TEXT EXCERPT.
○ ○ ○ ○

House debates

Monday, 11 September 2006

Private Members’ Business

International Day of Peace

1:28 pm

Photo of Carmen LawrenceCarmen Lawrence (Fremantle, Australian Labor Party) Share this | | Hansard source

I move:

That this House:

(1)
notes that, on 7 September 2001, the United Nations General Assembly declared that the International Day of Peace should be observed annually on the fixed date of 21 September, as a day of global ceasefire and non-violence;
(2)
notes that United Nations Secretary-General, Kofi Annan, has repeatedly urged member states of the United Nations to support the observance of global ceasefire on the day, arguing that a global ceasefire would:
(a)
provide a pause for reflection by the international community on the threats and challenges we face;
(b)
offer mediators a building block towards a wider truce, as has been seen in nations such as Ghana and Zambia;
(c)
encourage those involved in violent conflict to reconsider the wisdom of further violence;
(d)
provide relief workers with a safe interlude for the provision of vital services and the supply of essential goods;
(e)
allow freedom of movement and information, which is particularly beneficial to refugees and internally displaced persons; and
(f)
relieve those embroiled in violent conflict of the daily burden of fear for one’s own safety and the safety of others;
(3)

○ ○ ○ ○

Rows of box annotation lines

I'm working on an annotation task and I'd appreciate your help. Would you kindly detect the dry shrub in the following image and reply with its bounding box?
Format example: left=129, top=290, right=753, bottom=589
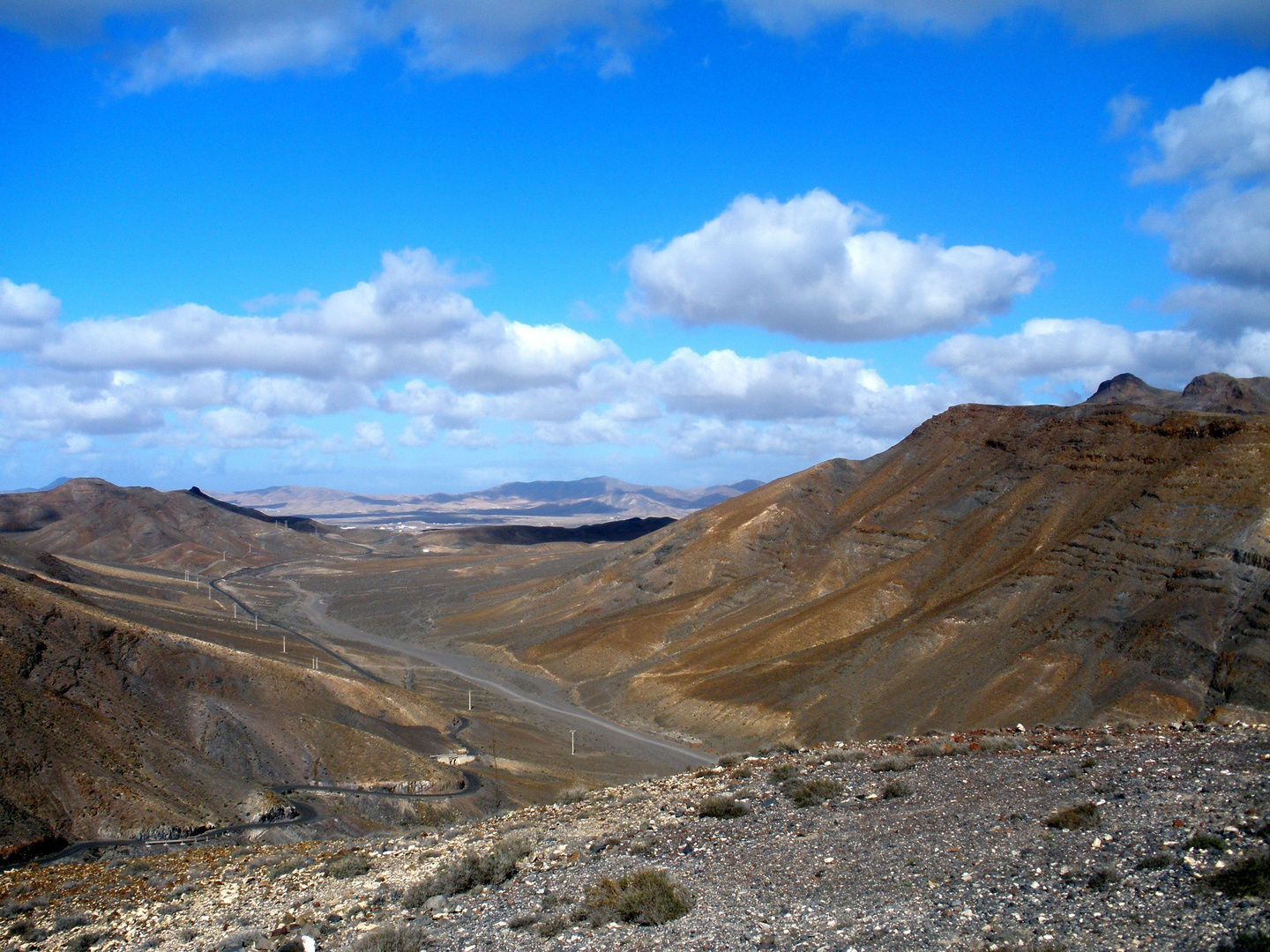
left=869, top=756, right=915, bottom=773
left=323, top=853, right=370, bottom=880
left=401, top=837, right=529, bottom=909
left=881, top=781, right=913, bottom=800
left=1045, top=804, right=1102, bottom=830
left=582, top=868, right=693, bottom=926
left=698, top=793, right=750, bottom=820
left=1206, top=853, right=1270, bottom=899
left=781, top=777, right=842, bottom=807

○ ○ ○ ○

SHORT TASK.
Pick up the House motion on the International Day of Peace, shown above, right after its last line and carry it on from there.

OUTPUT BELOW.
supports the Australian organisations that intend to hold vigils, concerts and walks on 21 September this year, in Melbourne, Sydney, Adelaide, Darwin and Brisbane;
(4)
calls on the Australian Government to actively support the observance of a ceasefire in Afghanistan, East Timor, Iraq and the Solomon Islands on 21 September of this year by ensuring that Australia’s armed forces:
(a)
do not engage in hostilities for the duration of 21 September, unless provoked to do so in self-defence;
(b)
promote the observance of a global ceasefire for the duration of 21 September; and
(c)
promote the practice of non-violence for the duration of 21 September; and
(5)
requests that the Australian Government encourage other nation-states to follow its lead.

The terms of that motion indicate the UN General Assembly’s declaration that 21 September should be an international day of peace observed annually as a day of global ceasefire and nonviolence. In my view it is a very important initiative that deserves to be supported by this parliament and by the government.

I will begin by quoting a man who knew war all too well, former US President Dwight D Eisenhower, who said in 1953:

Every gun that is made, every warship launched, every rocket fired, signifies in the final sense, a theft from those who hunger and are not fed, those who are cold and are not clothed. The world in arms is not spending money alone. It is spending the sweat of its laborers, the genius of its scientists, the hopes of its children.

I think that is the message we should take today.

Elie Wiesel, Holocaust survivor and Nobel Peace Prize winner, surveyed the legacy of the 20th century and labelled it a ‘violent century’; a century which encompassed two world wars, countless civil wars, a senseless chain of assassinations, civilian bloodbaths in many armed conflicts, the inhumanity in the gulags, the tragedy of Hiroshima and the vile stain of the Holocaust. It is impossible to hear that list without shuddering.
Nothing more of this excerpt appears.